→ **The task**
List every line in the rows below that contains the string "shorts". Case counts.

....................

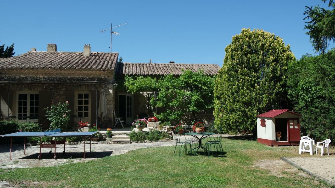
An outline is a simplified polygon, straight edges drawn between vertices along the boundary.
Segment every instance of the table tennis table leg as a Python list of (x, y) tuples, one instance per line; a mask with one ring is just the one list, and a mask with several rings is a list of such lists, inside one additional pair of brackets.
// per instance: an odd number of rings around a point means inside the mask
[(13, 139), (13, 137), (10, 137), (10, 159), (11, 160), (12, 160), (12, 140)]
[(85, 136), (84, 136), (84, 159), (85, 159)]
[(24, 144), (23, 145), (23, 155), (25, 155), (25, 137), (24, 137)]

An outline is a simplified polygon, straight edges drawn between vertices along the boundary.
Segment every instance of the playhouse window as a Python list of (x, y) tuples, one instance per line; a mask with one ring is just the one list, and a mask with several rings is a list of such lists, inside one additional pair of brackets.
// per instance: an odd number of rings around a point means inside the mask
[(264, 127), (265, 126), (265, 120), (264, 119), (261, 119), (261, 126)]

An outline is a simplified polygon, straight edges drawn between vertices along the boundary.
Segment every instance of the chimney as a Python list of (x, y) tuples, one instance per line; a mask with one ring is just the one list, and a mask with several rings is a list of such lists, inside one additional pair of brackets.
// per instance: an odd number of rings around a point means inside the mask
[(84, 45), (84, 56), (89, 56), (91, 55), (91, 45), (89, 44)]
[(57, 45), (56, 44), (48, 44), (47, 52), (57, 52)]

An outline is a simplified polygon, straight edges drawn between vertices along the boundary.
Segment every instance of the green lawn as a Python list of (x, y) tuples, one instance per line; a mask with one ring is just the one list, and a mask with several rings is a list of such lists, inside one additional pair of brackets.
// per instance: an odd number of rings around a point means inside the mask
[[(222, 157), (209, 159), (185, 155), (179, 157), (172, 155), (174, 147), (147, 148), (86, 163), (17, 169), (9, 172), (3, 169), (0, 180), (21, 186), (38, 187), (325, 186), (296, 172), (284, 172), (283, 177), (278, 177), (271, 175), (268, 170), (252, 166), (259, 159), (278, 160), (281, 156), (298, 156), (296, 147), (271, 147), (254, 141), (228, 139), (223, 139), (222, 142), (226, 152)], [(34, 182), (39, 183), (31, 183)]]

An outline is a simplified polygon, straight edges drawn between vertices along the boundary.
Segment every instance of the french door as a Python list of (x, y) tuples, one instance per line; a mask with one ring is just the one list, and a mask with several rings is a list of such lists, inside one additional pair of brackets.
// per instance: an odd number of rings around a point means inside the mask
[(39, 94), (19, 92), (16, 96), (16, 116), (22, 122), (37, 122), (39, 118)]
[(91, 122), (91, 93), (89, 91), (76, 91), (74, 114), (77, 121)]
[(134, 121), (133, 95), (119, 94), (118, 117), (122, 117), (126, 124), (130, 124)]

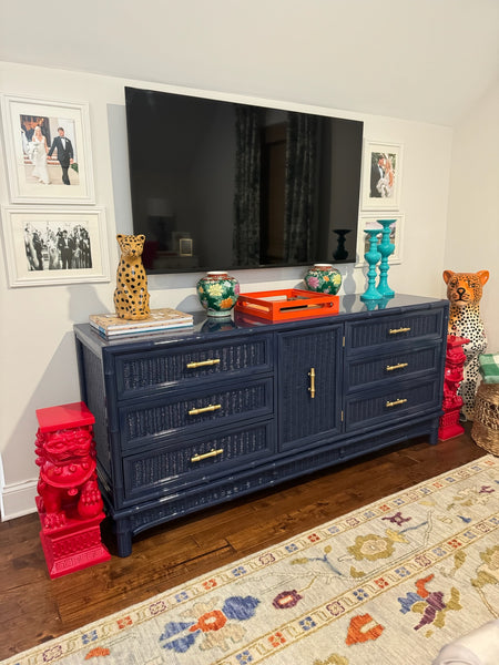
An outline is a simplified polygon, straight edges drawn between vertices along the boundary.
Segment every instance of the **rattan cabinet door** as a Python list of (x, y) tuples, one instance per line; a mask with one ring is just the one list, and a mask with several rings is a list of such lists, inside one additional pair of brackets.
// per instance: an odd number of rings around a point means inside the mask
[(342, 325), (277, 336), (278, 427), (283, 450), (339, 433), (342, 342)]

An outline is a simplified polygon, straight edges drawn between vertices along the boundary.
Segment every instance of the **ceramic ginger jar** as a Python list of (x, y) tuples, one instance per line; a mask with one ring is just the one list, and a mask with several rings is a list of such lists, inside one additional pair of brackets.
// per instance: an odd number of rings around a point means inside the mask
[(207, 316), (230, 317), (240, 296), (240, 283), (224, 270), (212, 270), (197, 282), (196, 291)]
[(342, 273), (332, 264), (314, 264), (304, 280), (308, 290), (336, 296), (342, 286)]

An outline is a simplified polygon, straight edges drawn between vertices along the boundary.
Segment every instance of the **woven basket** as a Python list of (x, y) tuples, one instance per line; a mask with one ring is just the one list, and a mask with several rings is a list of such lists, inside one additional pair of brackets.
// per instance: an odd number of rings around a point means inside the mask
[(471, 437), (480, 448), (499, 456), (499, 383), (480, 383)]

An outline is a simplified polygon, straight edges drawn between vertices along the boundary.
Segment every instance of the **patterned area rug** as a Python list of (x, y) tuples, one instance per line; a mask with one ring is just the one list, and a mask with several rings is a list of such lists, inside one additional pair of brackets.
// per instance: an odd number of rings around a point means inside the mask
[(430, 664), (499, 616), (498, 511), (486, 456), (4, 663)]

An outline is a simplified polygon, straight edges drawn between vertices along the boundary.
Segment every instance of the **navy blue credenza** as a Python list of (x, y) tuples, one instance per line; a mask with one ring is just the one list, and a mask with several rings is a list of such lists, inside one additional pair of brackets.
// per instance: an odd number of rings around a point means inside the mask
[[(370, 306), (369, 306), (370, 307)], [(438, 440), (448, 301), (108, 341), (74, 327), (81, 399), (118, 552), (161, 522), (425, 434)]]

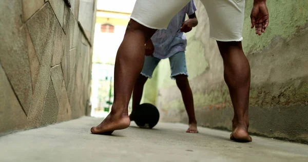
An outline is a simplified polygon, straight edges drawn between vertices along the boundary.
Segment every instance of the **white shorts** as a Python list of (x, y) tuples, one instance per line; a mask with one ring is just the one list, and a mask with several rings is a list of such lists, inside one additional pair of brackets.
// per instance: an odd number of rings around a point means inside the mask
[[(200, 0), (207, 12), (210, 36), (218, 41), (241, 41), (245, 0)], [(190, 0), (137, 0), (130, 18), (151, 29), (166, 29)]]

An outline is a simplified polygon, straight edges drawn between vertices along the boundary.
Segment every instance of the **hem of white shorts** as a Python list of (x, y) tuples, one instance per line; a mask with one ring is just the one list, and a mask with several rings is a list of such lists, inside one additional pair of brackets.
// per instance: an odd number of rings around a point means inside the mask
[(150, 78), (152, 78), (152, 76), (149, 76), (149, 75), (145, 75), (145, 74), (143, 74), (143, 73), (140, 73), (140, 74), (141, 74), (141, 75), (143, 75), (143, 76), (144, 76), (148, 78), (149, 79), (150, 79)]
[(172, 80), (175, 80), (176, 78), (175, 77), (175, 76), (177, 76), (177, 75), (181, 75), (181, 74), (183, 74), (183, 75), (185, 75), (187, 76), (187, 77), (188, 77), (188, 74), (187, 73), (176, 73), (175, 74), (173, 74), (171, 75), (170, 77), (171, 77), (171, 78)]
[(217, 41), (219, 41), (219, 42), (241, 42), (243, 40), (242, 37), (241, 37), (241, 38), (239, 39), (229, 39), (229, 40), (222, 40), (222, 39), (217, 39), (213, 36), (210, 36), (209, 37), (211, 38), (213, 38)]
[(137, 23), (143, 25), (144, 26), (146, 27), (148, 27), (149, 28), (151, 28), (151, 29), (157, 29), (157, 30), (161, 30), (161, 29), (165, 29), (166, 28), (157, 28), (157, 27), (151, 27), (149, 25), (147, 25), (142, 22), (141, 22), (141, 21), (138, 19), (136, 18), (134, 18), (133, 17), (131, 16), (130, 18), (133, 19), (134, 21), (135, 21), (136, 22), (137, 22)]

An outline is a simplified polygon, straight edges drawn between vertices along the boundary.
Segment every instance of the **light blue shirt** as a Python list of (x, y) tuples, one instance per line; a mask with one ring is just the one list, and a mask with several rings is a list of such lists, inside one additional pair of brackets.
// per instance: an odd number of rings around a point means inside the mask
[(164, 59), (179, 52), (185, 51), (187, 40), (180, 31), (181, 27), (185, 21), (186, 14), (190, 15), (196, 10), (195, 2), (191, 0), (172, 18), (166, 29), (156, 31), (151, 38), (155, 48), (154, 57)]

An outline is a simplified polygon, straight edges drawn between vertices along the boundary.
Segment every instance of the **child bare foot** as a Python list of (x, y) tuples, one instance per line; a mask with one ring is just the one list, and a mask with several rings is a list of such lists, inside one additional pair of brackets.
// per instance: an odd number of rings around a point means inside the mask
[(198, 129), (197, 129), (197, 123), (189, 124), (189, 127), (186, 131), (186, 133), (198, 133)]
[(93, 134), (110, 135), (113, 131), (129, 127), (130, 120), (127, 114), (117, 115), (110, 113), (99, 125), (91, 128)]

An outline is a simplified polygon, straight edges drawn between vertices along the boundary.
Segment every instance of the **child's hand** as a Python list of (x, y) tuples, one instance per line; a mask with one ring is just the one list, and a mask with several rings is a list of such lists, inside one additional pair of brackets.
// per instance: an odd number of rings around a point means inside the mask
[(150, 39), (145, 44), (145, 55), (151, 56), (153, 57), (153, 53), (154, 53), (154, 45), (151, 39)]
[(193, 22), (190, 19), (188, 19), (182, 24), (181, 31), (184, 33), (189, 32), (192, 29), (193, 27)]

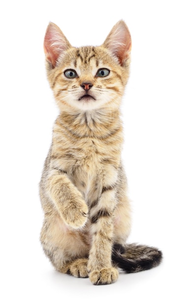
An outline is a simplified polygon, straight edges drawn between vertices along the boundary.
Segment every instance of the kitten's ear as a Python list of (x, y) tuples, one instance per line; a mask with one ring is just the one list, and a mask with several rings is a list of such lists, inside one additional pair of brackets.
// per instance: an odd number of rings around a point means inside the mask
[(122, 65), (124, 64), (129, 57), (131, 39), (128, 28), (123, 20), (113, 27), (102, 46), (118, 58)]
[(50, 23), (47, 28), (44, 41), (46, 59), (55, 67), (59, 57), (71, 47), (70, 44), (61, 29), (53, 23)]

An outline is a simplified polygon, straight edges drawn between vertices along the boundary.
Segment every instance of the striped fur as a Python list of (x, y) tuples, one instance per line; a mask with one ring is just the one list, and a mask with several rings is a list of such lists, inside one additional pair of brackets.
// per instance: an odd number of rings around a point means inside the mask
[(123, 21), (100, 46), (73, 47), (52, 23), (44, 40), (60, 113), (40, 184), (40, 241), (58, 271), (89, 277), (94, 284), (115, 282), (117, 267), (137, 272), (161, 257), (156, 248), (126, 244), (130, 209), (120, 107), (130, 49)]

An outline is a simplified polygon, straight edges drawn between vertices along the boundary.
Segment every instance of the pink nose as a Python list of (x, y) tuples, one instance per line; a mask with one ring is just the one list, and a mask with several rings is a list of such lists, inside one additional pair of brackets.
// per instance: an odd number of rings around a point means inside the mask
[(86, 91), (88, 91), (91, 88), (92, 88), (93, 85), (91, 82), (83, 82), (80, 86)]

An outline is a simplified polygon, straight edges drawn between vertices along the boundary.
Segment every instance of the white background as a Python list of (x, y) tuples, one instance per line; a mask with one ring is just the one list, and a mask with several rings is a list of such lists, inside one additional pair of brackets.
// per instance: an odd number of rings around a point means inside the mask
[[(184, 307), (183, 2), (1, 2), (1, 307)], [(43, 41), (51, 21), (74, 46), (99, 45), (121, 19), (132, 38), (123, 105), (133, 212), (128, 242), (156, 246), (164, 258), (157, 268), (96, 286), (56, 272), (39, 242), (38, 183), (58, 112)]]

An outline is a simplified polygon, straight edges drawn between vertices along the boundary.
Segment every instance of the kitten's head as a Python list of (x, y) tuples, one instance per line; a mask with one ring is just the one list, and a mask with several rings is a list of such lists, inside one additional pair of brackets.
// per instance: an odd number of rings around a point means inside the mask
[(131, 45), (122, 20), (102, 45), (78, 48), (50, 23), (44, 48), (48, 80), (60, 109), (118, 108), (128, 77)]

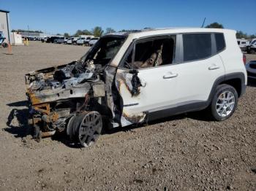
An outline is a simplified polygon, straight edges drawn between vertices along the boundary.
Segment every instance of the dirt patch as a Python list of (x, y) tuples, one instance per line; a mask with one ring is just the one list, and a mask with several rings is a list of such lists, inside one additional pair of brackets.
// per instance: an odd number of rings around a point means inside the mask
[(182, 114), (109, 132), (88, 149), (70, 145), (64, 134), (32, 140), (24, 74), (88, 49), (31, 42), (8, 55), (0, 48), (0, 190), (256, 190), (253, 81), (222, 122), (201, 112)]

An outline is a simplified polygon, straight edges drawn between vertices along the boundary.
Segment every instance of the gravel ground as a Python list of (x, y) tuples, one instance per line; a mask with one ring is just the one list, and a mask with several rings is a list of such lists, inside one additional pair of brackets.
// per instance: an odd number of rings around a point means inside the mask
[[(256, 190), (252, 82), (225, 122), (207, 121), (202, 112), (182, 114), (108, 132), (88, 149), (71, 147), (64, 135), (32, 140), (24, 74), (87, 50), (31, 42), (9, 55), (0, 48), (0, 190)], [(256, 55), (247, 55), (252, 59)]]

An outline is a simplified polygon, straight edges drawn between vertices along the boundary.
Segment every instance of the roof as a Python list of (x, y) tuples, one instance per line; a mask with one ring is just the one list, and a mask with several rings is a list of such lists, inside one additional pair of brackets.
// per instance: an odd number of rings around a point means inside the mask
[(184, 33), (236, 33), (236, 31), (222, 28), (155, 28), (150, 30), (143, 30), (140, 32), (130, 33), (129, 36), (132, 39), (137, 39), (144, 36), (170, 34), (184, 34)]
[(0, 9), (0, 12), (6, 12), (6, 13), (9, 13), (10, 12), (10, 11), (3, 10), (3, 9)]
[(146, 37), (154, 35), (165, 35), (170, 34), (184, 34), (184, 33), (225, 33), (233, 32), (236, 33), (236, 31), (230, 29), (223, 28), (149, 28), (143, 29), (140, 31), (127, 31), (124, 32), (118, 32), (107, 34), (108, 35), (117, 35), (123, 36), (127, 35), (131, 39), (138, 39), (141, 37)]

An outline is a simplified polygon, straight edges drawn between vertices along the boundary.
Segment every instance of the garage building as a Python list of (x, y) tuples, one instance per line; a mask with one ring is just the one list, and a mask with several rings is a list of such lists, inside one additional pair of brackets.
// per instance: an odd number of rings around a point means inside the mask
[(4, 33), (6, 42), (10, 41), (9, 11), (0, 9), (0, 31)]

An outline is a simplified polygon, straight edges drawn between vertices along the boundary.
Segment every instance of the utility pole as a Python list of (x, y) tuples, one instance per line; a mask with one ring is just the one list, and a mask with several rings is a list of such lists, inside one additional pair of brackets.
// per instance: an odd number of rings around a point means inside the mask
[(201, 28), (203, 28), (203, 26), (205, 25), (206, 19), (206, 17), (205, 17), (205, 19), (203, 20), (203, 25), (202, 25)]

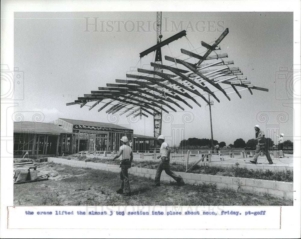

....................

→ **Problem solution**
Segment every instance of the **white shorts** as a Python list of (x, y) tuples, one instance per line; a mask with one ring is just the one list, and a mask with several rings is a list of such lists, inside one additional pair of brackets.
Segment every instance of the **hem of white shorts** as a Python list of (x, y) tuples, one instance per line; a mask with one ring is just the one list, and a mask with several rings is a list of such lists, inside one additional pair of brackets.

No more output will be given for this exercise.